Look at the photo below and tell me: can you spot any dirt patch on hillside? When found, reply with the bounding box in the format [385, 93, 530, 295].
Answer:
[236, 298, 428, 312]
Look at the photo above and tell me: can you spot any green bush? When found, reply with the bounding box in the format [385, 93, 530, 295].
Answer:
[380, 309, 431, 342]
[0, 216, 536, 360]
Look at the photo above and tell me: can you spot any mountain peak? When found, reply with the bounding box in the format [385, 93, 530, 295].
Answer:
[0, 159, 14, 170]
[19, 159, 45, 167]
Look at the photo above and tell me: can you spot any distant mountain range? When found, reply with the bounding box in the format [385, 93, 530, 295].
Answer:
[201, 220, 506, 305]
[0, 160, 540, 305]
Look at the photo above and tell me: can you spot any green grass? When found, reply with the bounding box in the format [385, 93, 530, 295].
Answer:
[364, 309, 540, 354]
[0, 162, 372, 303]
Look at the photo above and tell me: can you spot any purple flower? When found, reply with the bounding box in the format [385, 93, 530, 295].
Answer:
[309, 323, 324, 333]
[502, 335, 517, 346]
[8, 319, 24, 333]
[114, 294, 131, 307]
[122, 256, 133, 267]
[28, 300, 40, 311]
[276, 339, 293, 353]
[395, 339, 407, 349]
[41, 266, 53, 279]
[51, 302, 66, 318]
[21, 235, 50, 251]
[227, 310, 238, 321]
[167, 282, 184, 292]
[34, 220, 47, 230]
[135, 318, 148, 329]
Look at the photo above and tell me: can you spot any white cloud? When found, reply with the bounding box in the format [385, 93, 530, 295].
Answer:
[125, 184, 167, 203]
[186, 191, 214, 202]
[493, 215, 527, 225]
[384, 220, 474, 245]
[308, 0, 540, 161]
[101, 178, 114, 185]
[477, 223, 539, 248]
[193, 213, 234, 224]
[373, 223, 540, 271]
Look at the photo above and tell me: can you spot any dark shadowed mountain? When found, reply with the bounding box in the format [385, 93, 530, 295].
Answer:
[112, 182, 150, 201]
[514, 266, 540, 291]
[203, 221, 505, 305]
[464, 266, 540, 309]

■ ■ ■ ■ ■ ■ ■

:: Exercise ::
Can you rewrite all the items above as a JSON array of strings, with one string per line and blank lines left out?

:: Final result ::
[
  "Look at the photo below and tell me: can you spot any dirt patch on hillside? When found, reply with the bounding box in the format [385, 93, 530, 295].",
  "Answer:",
  "[236, 298, 428, 312]",
  "Look at the photo above and tell me: can you spot any green bush? When found, reply with the bounding box in the format [385, 93, 530, 295].",
  "Answer:",
  "[380, 309, 431, 342]",
  "[0, 216, 536, 360]",
  "Look at the photo above and tell me: can you spot any mountain peak? When found, reply with the bounding box in the format [385, 93, 530, 295].",
  "Answer:",
  "[0, 159, 14, 170]",
  "[19, 159, 45, 167]",
  "Look at the photo above and tell me: can you spot any distant mountain range? When found, reply with the bounding box in the format [385, 93, 530, 295].",
  "Answer:",
  "[201, 220, 506, 305]",
  "[0, 160, 540, 305]",
  "Look at the photo above and tell me: can you spot any green grass? When found, reply with the bounding box in the format [385, 93, 530, 295].",
  "Answer:",
  "[364, 309, 540, 354]",
  "[0, 162, 372, 303]",
  "Look at the photo above and tell me: can you spot any purple flower? When found, reply with the bounding box in the format [385, 93, 530, 295].",
  "Answer:",
  "[309, 323, 324, 333]",
  "[502, 335, 517, 346]",
  "[8, 319, 24, 333]",
  "[114, 294, 131, 307]",
  "[122, 256, 133, 267]",
  "[28, 300, 40, 311]",
  "[276, 339, 293, 353]",
  "[395, 339, 407, 349]",
  "[41, 266, 53, 279]",
  "[51, 302, 66, 318]",
  "[21, 235, 50, 251]",
  "[227, 310, 238, 321]",
  "[167, 282, 184, 292]",
  "[34, 220, 47, 230]",
  "[135, 318, 148, 329]",
  "Look at the photo above and tell me: can you spot any white cloud? When found, reply with the bounding box in the format [385, 93, 530, 295].",
  "Answer:",
  "[125, 184, 167, 203]",
  "[186, 191, 214, 202]",
  "[493, 215, 527, 225]",
  "[384, 220, 474, 245]",
  "[308, 0, 540, 161]",
  "[101, 178, 114, 185]",
  "[477, 223, 539, 248]",
  "[193, 213, 234, 224]",
  "[373, 223, 540, 271]",
  "Look at the photo above and tell me: can you spot any dark shadowed mountain? When found, reply with the bounding box in the format [385, 93, 530, 295].",
  "Answer:",
  "[112, 182, 150, 201]",
  "[514, 266, 540, 291]",
  "[203, 221, 505, 305]",
  "[464, 266, 540, 309]"
]